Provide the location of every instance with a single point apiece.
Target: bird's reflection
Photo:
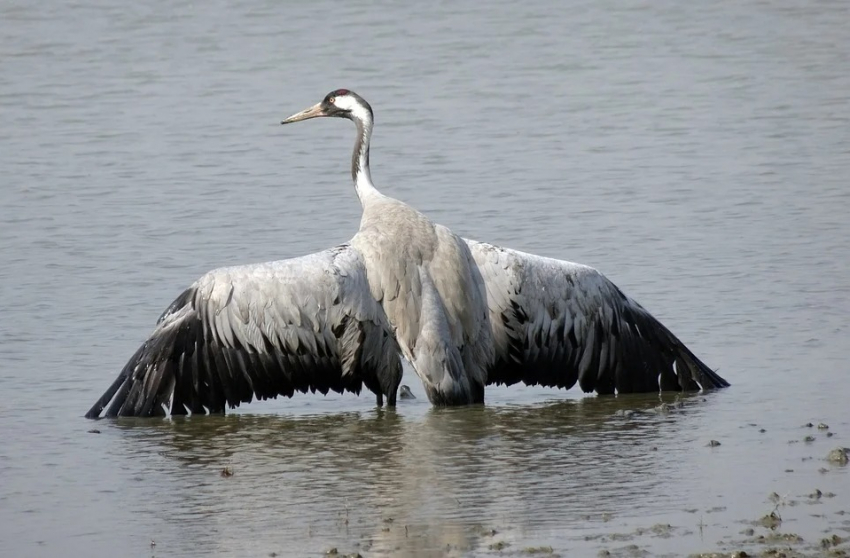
(383, 482)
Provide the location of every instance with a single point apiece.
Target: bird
(465, 314)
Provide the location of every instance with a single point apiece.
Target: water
(698, 155)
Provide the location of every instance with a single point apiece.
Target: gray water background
(696, 153)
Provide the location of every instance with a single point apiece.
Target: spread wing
(262, 330)
(556, 323)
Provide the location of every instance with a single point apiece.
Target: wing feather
(261, 331)
(556, 323)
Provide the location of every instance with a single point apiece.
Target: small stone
(839, 456)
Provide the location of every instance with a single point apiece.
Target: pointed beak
(312, 112)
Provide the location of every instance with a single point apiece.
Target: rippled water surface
(699, 155)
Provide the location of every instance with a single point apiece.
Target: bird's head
(341, 103)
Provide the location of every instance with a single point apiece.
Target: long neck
(360, 161)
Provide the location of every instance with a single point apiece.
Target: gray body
(465, 314)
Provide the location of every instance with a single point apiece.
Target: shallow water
(698, 155)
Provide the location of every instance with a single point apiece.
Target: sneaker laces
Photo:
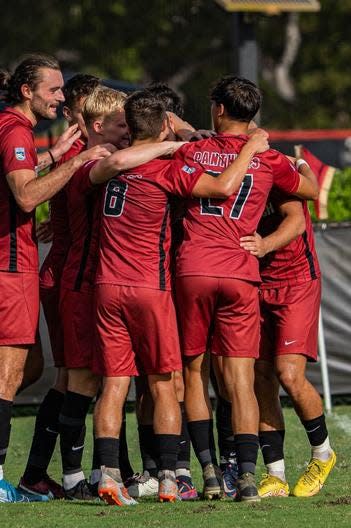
(312, 472)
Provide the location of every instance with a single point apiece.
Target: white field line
(343, 421)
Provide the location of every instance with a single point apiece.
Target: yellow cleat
(271, 486)
(312, 480)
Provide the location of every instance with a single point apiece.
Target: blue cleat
(9, 493)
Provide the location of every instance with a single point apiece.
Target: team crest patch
(20, 153)
(188, 170)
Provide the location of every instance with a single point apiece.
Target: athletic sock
(317, 433)
(124, 462)
(72, 431)
(107, 449)
(148, 449)
(44, 438)
(168, 451)
(183, 461)
(5, 427)
(201, 434)
(246, 448)
(272, 447)
(225, 430)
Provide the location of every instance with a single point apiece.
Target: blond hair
(102, 102)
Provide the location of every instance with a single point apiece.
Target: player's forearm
(289, 229)
(129, 158)
(39, 190)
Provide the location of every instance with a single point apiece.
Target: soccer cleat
(112, 490)
(247, 490)
(46, 486)
(142, 485)
(213, 483)
(230, 478)
(313, 479)
(8, 493)
(81, 491)
(272, 486)
(168, 489)
(186, 488)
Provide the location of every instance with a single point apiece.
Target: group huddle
(177, 256)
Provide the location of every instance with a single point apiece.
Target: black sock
(168, 451)
(272, 445)
(45, 436)
(246, 448)
(5, 427)
(201, 434)
(72, 430)
(183, 460)
(316, 430)
(124, 462)
(148, 449)
(107, 451)
(225, 430)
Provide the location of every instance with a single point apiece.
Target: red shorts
(19, 308)
(136, 331)
(218, 313)
(76, 310)
(289, 320)
(50, 300)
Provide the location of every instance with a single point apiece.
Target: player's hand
(97, 152)
(65, 141)
(254, 244)
(259, 139)
(44, 232)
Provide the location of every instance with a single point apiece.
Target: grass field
(331, 508)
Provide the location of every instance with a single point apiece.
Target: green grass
(332, 507)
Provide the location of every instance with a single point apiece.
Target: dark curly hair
(26, 72)
(80, 85)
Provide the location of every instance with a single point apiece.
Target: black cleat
(247, 490)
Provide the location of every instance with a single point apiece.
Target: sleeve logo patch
(188, 170)
(20, 153)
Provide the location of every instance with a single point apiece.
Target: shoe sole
(316, 491)
(111, 498)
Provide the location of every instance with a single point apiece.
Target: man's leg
(81, 389)
(309, 408)
(271, 430)
(200, 422)
(108, 416)
(167, 427)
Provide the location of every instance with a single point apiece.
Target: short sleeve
(180, 177)
(285, 174)
(18, 151)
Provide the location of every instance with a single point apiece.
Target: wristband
(300, 162)
(52, 157)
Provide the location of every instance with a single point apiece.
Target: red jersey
(81, 198)
(18, 246)
(213, 227)
(295, 263)
(135, 229)
(51, 270)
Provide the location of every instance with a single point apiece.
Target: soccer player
(34, 91)
(104, 118)
(136, 323)
(35, 478)
(290, 303)
(217, 281)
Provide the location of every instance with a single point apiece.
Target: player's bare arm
(63, 144)
(131, 157)
(229, 181)
(30, 191)
(292, 225)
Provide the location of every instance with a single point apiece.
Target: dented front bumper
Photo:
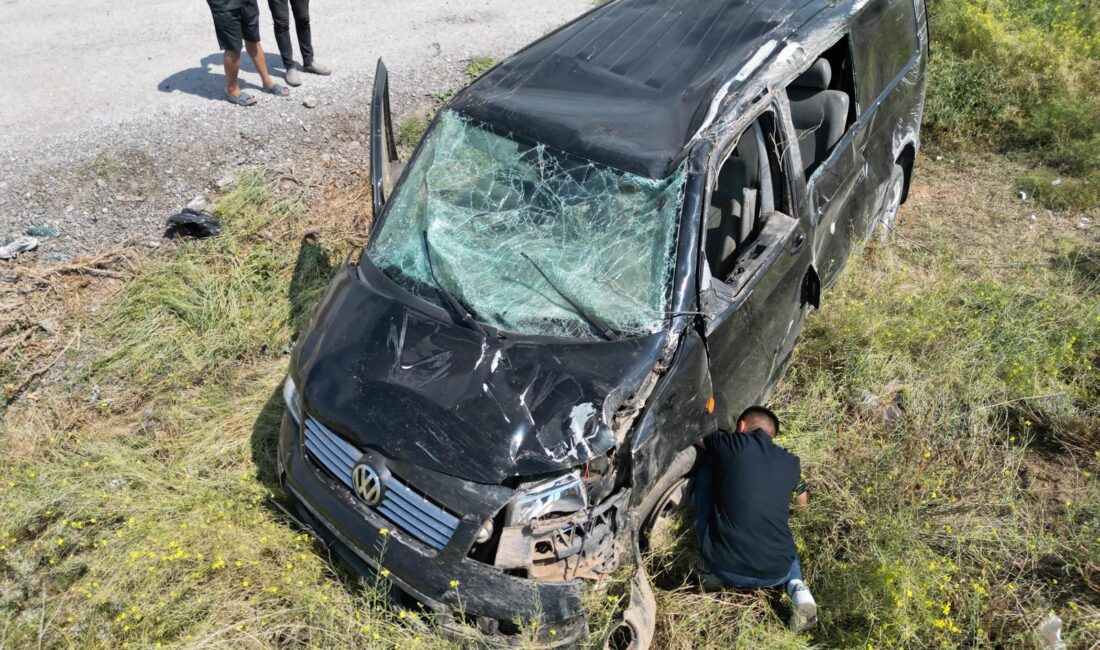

•••••

Please copy every line of the records that contains the word "water", paying attention to case.

◆ EXERCISE SOLUTION:
Target: water
Target: gray water background
Target: rippled water surface
Target: shallow water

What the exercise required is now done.